> _WHAT YOU WILL DO_: Find every line in the records below that contains the word "with" and copy each one out in full.

> _EXTRACTED DATA_:
* start *

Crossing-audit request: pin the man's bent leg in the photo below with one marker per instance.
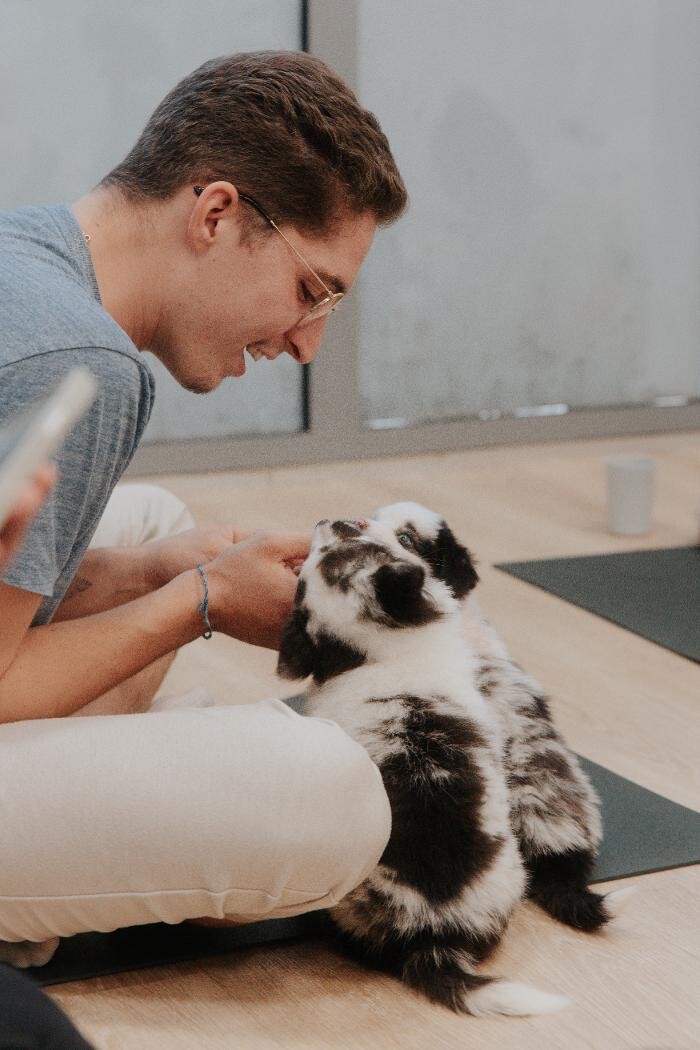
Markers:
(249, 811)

* end *
* start *

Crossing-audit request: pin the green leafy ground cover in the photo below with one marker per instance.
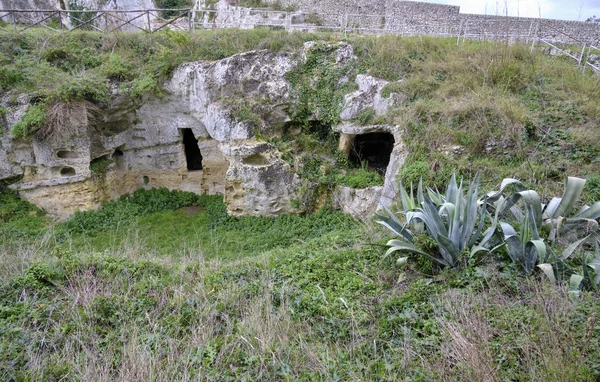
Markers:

* end *
* start *

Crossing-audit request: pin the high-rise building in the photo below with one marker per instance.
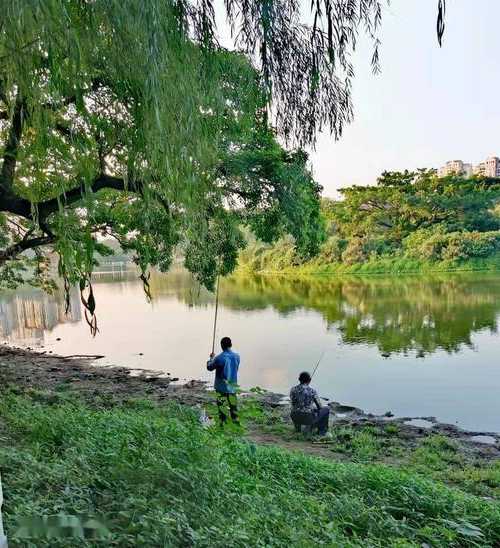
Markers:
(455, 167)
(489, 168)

* end *

> _SOLUTION_:
Crossing-audit request: pin the man's bent leg in the photo below with one marker per instance.
Crossing-audit request: pin the green leafy ground cover in the photo below with one marker per instance.
Crossing-audit request: pin the high-rise building in the photo below with one marker per instance.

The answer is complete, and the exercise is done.